_TASK GOAL_. Report every line in the items that contains the string "stone", copying each line in full. Case matters, so only count matches with the same capitalization.

_LISTED ENTRIES_.

»»

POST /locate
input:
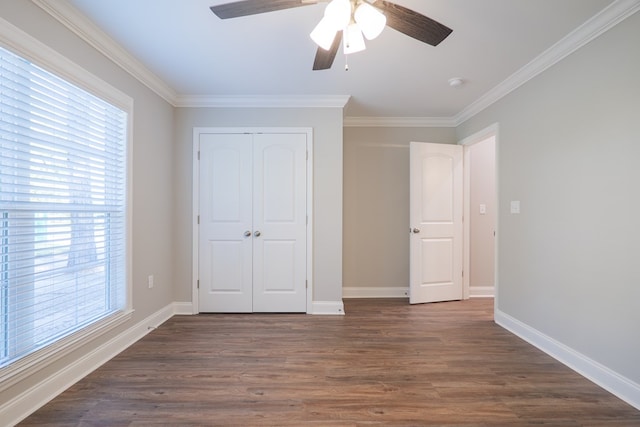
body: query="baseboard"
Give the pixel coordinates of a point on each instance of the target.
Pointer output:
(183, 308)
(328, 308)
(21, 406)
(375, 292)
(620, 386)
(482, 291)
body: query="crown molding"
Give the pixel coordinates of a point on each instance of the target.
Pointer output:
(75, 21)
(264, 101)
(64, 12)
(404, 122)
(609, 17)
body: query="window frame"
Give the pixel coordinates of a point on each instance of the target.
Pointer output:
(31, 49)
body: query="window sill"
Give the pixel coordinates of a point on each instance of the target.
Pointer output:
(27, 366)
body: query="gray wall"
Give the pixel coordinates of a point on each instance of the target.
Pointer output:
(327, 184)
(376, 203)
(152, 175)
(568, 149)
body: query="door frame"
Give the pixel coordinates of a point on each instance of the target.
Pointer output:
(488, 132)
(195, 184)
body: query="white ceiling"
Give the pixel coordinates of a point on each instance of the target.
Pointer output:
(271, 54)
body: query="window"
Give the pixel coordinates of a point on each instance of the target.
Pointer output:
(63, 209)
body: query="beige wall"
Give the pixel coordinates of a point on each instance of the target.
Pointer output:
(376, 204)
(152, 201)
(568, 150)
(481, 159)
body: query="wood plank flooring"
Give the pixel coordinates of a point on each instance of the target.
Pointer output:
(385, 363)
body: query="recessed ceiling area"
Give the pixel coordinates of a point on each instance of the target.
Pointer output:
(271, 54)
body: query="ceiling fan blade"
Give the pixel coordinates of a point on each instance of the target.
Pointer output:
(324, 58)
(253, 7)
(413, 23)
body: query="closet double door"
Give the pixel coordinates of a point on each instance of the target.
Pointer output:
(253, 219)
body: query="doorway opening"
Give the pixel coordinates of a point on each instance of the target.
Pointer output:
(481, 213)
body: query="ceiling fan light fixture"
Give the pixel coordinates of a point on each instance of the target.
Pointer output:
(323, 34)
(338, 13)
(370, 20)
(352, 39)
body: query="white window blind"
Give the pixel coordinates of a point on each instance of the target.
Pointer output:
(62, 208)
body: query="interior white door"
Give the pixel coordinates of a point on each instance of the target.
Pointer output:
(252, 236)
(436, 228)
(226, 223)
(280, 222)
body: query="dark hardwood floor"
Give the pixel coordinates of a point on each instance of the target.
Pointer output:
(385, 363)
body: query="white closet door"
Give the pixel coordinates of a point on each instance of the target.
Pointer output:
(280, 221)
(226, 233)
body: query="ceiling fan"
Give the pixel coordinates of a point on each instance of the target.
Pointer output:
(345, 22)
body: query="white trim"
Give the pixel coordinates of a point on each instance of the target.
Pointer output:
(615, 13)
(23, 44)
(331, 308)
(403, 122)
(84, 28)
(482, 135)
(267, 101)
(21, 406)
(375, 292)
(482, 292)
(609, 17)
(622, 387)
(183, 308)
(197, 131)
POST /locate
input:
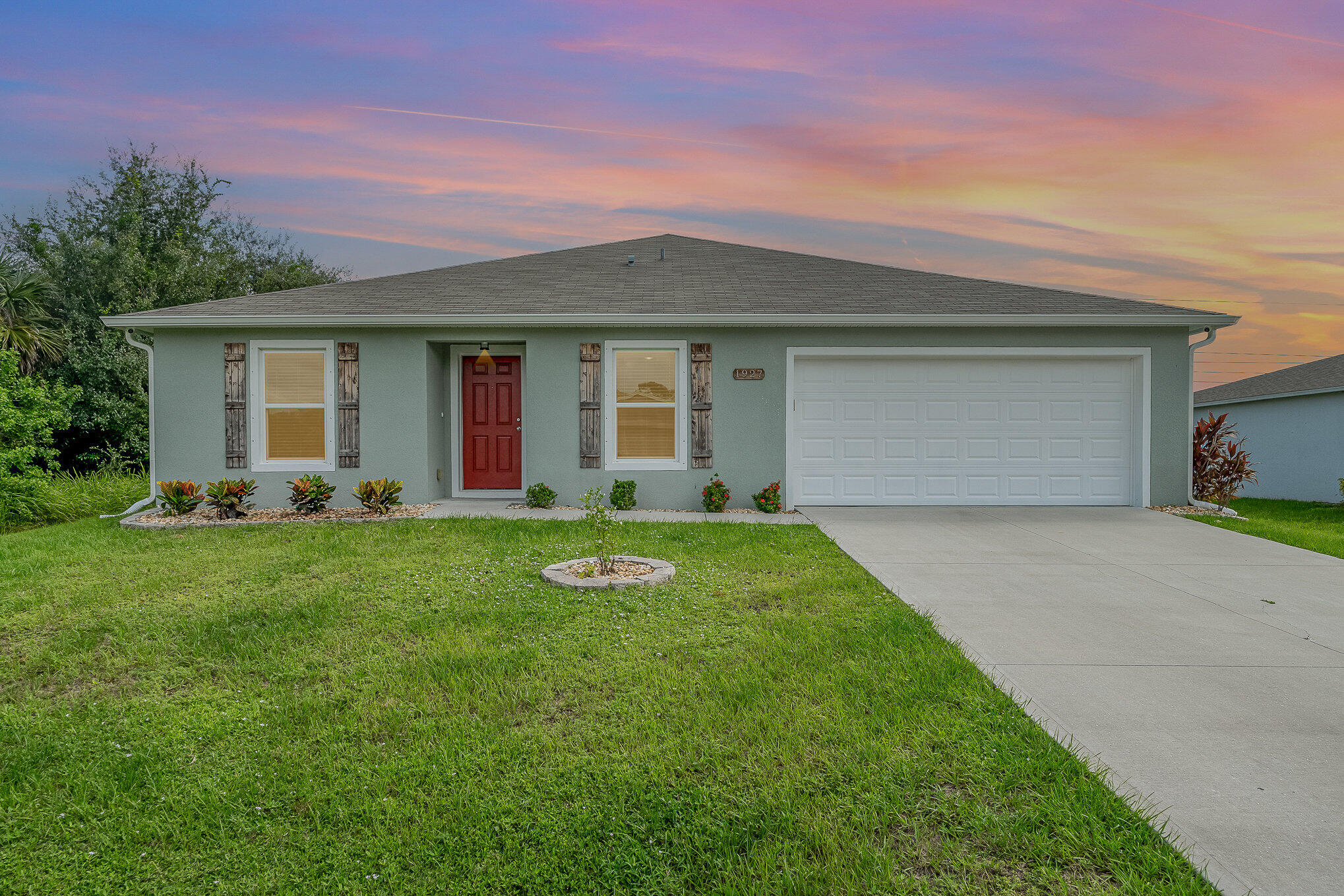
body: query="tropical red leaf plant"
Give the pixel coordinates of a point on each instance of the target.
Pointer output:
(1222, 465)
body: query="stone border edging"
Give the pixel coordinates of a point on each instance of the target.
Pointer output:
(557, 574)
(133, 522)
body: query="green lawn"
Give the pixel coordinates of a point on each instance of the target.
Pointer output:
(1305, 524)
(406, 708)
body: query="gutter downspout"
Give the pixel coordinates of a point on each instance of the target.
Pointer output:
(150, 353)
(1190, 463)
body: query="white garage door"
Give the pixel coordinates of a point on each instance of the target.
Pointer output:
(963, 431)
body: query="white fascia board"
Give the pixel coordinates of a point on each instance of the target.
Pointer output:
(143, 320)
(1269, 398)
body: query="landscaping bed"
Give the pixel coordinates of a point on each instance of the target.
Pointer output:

««
»»

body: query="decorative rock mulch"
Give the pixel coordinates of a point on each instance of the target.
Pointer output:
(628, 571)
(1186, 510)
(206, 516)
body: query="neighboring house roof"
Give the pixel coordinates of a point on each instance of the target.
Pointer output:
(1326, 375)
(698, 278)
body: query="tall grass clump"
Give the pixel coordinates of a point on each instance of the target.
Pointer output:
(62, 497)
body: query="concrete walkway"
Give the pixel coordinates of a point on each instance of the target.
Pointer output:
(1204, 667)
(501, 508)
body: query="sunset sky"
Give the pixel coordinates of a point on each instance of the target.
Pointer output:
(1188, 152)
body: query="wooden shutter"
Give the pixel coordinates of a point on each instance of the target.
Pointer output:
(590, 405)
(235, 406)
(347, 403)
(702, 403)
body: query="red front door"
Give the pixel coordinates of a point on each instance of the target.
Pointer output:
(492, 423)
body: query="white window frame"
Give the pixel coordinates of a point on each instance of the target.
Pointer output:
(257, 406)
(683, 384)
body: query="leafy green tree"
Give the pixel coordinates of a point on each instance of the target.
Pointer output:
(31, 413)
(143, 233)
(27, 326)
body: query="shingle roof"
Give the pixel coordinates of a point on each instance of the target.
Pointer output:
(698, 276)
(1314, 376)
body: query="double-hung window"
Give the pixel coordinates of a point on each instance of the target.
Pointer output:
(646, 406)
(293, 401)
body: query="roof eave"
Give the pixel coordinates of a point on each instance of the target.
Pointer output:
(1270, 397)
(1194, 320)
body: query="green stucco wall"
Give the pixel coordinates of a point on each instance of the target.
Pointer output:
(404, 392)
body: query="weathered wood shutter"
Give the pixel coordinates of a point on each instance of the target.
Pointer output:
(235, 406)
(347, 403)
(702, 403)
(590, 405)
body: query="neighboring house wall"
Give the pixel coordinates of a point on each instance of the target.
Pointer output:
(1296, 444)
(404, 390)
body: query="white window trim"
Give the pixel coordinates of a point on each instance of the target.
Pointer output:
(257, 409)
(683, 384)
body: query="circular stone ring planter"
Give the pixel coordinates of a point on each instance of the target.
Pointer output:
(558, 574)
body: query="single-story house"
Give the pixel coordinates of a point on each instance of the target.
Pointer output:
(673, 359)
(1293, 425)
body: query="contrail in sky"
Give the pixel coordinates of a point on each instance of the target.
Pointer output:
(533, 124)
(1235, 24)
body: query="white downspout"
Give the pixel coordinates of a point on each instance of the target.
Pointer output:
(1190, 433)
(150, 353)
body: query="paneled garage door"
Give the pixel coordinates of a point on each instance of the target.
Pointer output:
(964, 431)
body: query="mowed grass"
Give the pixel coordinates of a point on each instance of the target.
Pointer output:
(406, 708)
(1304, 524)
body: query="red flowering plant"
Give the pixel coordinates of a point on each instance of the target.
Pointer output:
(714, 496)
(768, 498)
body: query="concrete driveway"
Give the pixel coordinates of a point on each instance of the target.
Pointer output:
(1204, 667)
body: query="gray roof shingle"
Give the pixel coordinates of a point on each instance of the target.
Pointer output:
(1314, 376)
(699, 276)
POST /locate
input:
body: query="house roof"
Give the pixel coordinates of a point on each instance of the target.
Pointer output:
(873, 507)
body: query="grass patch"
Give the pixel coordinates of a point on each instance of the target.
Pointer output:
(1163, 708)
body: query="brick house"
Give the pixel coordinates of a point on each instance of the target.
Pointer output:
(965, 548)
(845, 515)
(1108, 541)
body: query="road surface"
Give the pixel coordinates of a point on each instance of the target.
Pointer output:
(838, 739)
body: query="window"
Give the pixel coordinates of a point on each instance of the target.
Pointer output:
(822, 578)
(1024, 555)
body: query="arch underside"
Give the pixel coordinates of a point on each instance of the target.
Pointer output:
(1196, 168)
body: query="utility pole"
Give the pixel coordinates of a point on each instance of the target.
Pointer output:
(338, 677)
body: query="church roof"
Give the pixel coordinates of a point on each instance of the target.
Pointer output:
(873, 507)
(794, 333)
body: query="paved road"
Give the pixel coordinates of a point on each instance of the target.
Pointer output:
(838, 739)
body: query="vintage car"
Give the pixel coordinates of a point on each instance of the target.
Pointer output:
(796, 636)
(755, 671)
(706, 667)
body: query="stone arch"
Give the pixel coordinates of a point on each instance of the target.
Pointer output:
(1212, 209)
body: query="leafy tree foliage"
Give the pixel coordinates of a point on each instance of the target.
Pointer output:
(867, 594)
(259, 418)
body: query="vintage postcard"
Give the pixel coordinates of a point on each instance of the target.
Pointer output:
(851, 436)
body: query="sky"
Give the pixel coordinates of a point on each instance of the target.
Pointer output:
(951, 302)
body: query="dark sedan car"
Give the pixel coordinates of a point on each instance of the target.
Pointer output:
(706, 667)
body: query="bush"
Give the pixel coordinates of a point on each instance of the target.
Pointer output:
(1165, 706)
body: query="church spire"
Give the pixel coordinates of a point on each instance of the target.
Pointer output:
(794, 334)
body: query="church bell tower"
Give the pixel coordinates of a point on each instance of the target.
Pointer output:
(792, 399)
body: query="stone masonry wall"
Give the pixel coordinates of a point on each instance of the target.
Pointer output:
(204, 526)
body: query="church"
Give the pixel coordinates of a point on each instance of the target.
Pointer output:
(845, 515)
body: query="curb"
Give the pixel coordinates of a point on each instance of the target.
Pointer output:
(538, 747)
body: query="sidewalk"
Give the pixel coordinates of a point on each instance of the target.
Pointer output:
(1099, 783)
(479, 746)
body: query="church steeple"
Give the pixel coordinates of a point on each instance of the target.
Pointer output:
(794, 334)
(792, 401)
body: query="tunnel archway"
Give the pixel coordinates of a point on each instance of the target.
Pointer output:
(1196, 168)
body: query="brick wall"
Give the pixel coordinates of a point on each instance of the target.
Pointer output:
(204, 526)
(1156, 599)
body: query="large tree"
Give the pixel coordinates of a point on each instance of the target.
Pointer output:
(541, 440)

««

_TASK SOLUTION_.
body: query="stone border edging"
body: query="circular stone ring planter"
body: query="stone arch"
body: query="stone masonry wall"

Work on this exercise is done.